In the text on differentiating y = (sin x)^√x, which rule does the first answer say it uses to differentiate both sides with respect to x, right after taking the natural log?

→ Text
▼

Question

Question #ab1ff

Answer 1

`dy/dx={(sinx)^sqrtx(2xcotx+lnsinx)}/(2sqrtx).`

Explanation:

Given that, `y=(sinx)^sqrtx.`

Taking Natural Log. of both sides, and, using `lna^m=mlna,`

`lny=ln{(sinx)^sqrtx}=sqrtx*lnsinx.`

Using the Product Rule to diff. both sides w.r.t. `x,` we get,

`d/dx{lny}=d/dx{sqrtx*lnsinx}, i.e.,`

`d/dx{lny}=sqrtxd/dx{lnsinx}+(lnsinx)d/dxsqrtx....(star).`

Here, by the Chain Rule,

`d/dx{lny}=d/dy{lny}*dy/dx=1/y*dy/dx.`

Similarly, `d/dx{lnsinx}=1/sinx*d/dx{sinx}=cosx/sinx=cotx`.

Utilising these in `(star),` we get,

`1/ydy/dx=sqrtx*cotx+(lnsinx)(1/2*x^(1/2-1)),`

`=sqrtx*cotx+(lnsinx)/(2sqrtx), or,`

`=(2xcotx+lnsinx)/(2sqrtx).`

`rArr dy/dx={y(2xcotx+lnsinx)}/(2sqrtx).`

Since, `y=(sinx)^sqrtx,`

`dy/dx={(sinx)^sqrtx(2xcotx+lnsinx)}/(2sqrtx).`

Enjoy Maths.!

Answer 2

Let's see.

Explanation:

Given `rarr`

`y=(sinx)^(sqrtx)`.......(1).

Taking "log" on both sides,

`color(red)(logy=sqrtxlog(sinx))`

Now differentiating w.r.t `x` by chain rule `rarr`

`:.1/ycdot(dy/dx)=1/(2sqrtx)cdotlog(sinx)+sqrtxcdot(cosx/sinx)`

`:.1/ycdot(dy/dx)=log(sinx)/(2sqrtx) +sqrtxcotx`

`:.dy/dx=(ylogsinx)/(2sqrtx) +ysqrtxcotx`

Now from equation (1) `rarr`

`:.color(red)(dy/dx=((sinx)^(sqrtx)cdotlog(sinx))/(2sqrtx)+((sinx)^(sqrtx)sqrtxcotx))`

`:.color(red)(dy/dx=(sinx)^(sqrtx)(log(sinx)/(2sqrtx)+sqrtxcotx))`

Hope it Helps:)

▲

→ Data
▼

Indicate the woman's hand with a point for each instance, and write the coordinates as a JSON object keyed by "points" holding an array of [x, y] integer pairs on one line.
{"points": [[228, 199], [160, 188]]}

▲

→ Answer to the exercise
The Product Rule.